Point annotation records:
>>>

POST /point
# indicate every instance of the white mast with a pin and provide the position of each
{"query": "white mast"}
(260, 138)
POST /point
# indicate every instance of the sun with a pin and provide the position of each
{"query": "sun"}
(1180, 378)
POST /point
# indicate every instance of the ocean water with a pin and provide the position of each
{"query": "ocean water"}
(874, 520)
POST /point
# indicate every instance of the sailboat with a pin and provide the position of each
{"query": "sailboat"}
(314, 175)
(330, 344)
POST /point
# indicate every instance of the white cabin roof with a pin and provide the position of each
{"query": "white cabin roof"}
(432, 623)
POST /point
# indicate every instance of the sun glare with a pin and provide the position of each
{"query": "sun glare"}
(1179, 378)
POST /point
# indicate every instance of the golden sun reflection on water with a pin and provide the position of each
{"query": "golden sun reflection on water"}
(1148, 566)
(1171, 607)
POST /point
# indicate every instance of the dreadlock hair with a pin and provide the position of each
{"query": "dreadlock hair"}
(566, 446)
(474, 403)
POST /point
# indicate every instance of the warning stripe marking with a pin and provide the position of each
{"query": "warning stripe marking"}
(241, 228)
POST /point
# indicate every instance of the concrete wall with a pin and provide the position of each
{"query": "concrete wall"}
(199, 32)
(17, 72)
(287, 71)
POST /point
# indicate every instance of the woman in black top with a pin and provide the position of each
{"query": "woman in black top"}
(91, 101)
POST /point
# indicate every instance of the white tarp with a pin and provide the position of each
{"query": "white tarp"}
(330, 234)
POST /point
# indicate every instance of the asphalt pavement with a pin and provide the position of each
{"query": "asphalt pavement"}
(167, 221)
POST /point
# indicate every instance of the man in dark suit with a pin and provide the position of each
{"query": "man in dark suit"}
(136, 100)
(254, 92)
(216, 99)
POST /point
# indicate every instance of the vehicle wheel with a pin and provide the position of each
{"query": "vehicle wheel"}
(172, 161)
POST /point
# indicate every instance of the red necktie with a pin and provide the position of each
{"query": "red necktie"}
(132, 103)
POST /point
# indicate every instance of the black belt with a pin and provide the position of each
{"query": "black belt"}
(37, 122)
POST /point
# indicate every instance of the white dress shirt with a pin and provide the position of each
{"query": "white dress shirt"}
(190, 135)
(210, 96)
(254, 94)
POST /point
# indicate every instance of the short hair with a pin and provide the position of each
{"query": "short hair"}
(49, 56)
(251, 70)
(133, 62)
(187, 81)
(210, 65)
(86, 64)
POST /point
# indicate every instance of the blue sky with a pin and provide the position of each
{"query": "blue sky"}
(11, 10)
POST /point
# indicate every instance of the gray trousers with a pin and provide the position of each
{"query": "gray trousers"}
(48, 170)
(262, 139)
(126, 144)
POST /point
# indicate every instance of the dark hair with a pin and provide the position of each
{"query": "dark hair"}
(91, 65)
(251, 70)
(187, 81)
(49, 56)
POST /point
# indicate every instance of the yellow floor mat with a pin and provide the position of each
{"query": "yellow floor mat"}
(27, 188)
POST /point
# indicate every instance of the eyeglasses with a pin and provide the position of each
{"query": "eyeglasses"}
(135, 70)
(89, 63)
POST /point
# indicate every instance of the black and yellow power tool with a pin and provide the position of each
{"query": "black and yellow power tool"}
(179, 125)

<<<

Copy out all of the data exactly, leaving nothing out.

POST /point
# indicate every instance of the white mast with a pin and provide the position of each
{"query": "white mast"}
(260, 138)
POST /point
# indicate every instance of the sun with a pin and provide the position of each
{"query": "sun"}
(1180, 378)
POST /point
# indicate every instance of the ocean water with a pin and provide the position of each
{"query": "ocean water"}
(874, 520)
POST /point
# indicate every instance of the sailboat with a pin and provide the position of each
{"query": "sailboat"}
(314, 175)
(330, 344)
POST /point
# indicate every instance of the white cabin roof with a pin and provide the position of each
{"query": "white cabin roof"}
(432, 623)
POST /point
# indicate every instance of the sun glare with a pin and provide the position of each
{"query": "sun glare"}
(1179, 378)
POST /point
# indicate every instance of the golden sun reflection on water with a pin and provide the position of each
{"query": "golden sun reflection on water"}
(1148, 566)
(1171, 607)
POST /point
# indicate every instance of the dreadlock hair with a pin and provide the position of each
{"query": "dreadlock hair"}
(566, 446)
(474, 403)
POST /point
# indicate every instance of the warning stripe marking with a pin and provide the position of each
{"query": "warning stripe marking"}
(241, 228)
POST /point
# indicate every instance of the concrete wall with a pin and provide the position of each
{"query": "concrete wall"}
(199, 32)
(17, 72)
(287, 71)
POST /point
# indicate every instance of the woman in black top with a pin and provide the position of each
{"query": "woman in black top"}
(91, 101)
POST /point
# indicate every instance of the white tarp with a pin and provide the position of each
{"query": "white tarp"}
(330, 234)
POST /point
# indicate every instance of the asphalt pavement with a pin and provide the position of each
{"query": "asphalt pavement"}
(167, 221)
POST /point
# indicate every instance of the man in dark suit with a pin and provide the position of each
{"query": "man in dark suit"}
(136, 100)
(254, 92)
(216, 99)
POST /point
# indicate every instance of the vehicle wheel with a pin and provide the position of each
{"query": "vehicle wheel"}
(172, 161)
POST /point
# indicate every instance of the red necktie with a pin and provide the position of each
{"query": "red necktie"}
(132, 103)
POST /point
# indicate every instance of the black belt with a pin and provide the position of each
{"query": "black belt"}
(37, 122)
POST /point
# indicate every instance of the white dress shirt with a pin and provide the position of each
{"query": "white dress shirt"}
(190, 135)
(210, 96)
(254, 94)
POST /point
# indicate every instance of the short hair with a pin and provide the position of each
{"query": "short hair"}
(49, 56)
(251, 70)
(133, 62)
(187, 81)
(210, 65)
(86, 64)
POST /point
# indicate every instance of the blue sky with a pin and provide the position of each
{"query": "blue sky"}
(11, 10)
POST /point
# indicate every instance of the gray trousers with a pin and provide the position of each
{"query": "gray trousers"}
(48, 170)
(262, 139)
(126, 144)
POST /point
# indicate every instance of the dark hair with a pin and provide the position of each
{"query": "dark hair"}
(91, 65)
(251, 70)
(187, 81)
(49, 56)
POST /point
# indicate every instance of the yellow floor mat with a pin and provide the position of each
{"query": "yellow floor mat"}
(27, 188)
POST /point
# indicate every instance of the eyeglasses with a pin and provide the position of each
{"query": "eyeglasses"}
(135, 70)
(89, 63)
POST /point
# indicate every instance of the black and yellow power tool with a pin and provide the position of each
{"query": "black and yellow power tool"}
(179, 125)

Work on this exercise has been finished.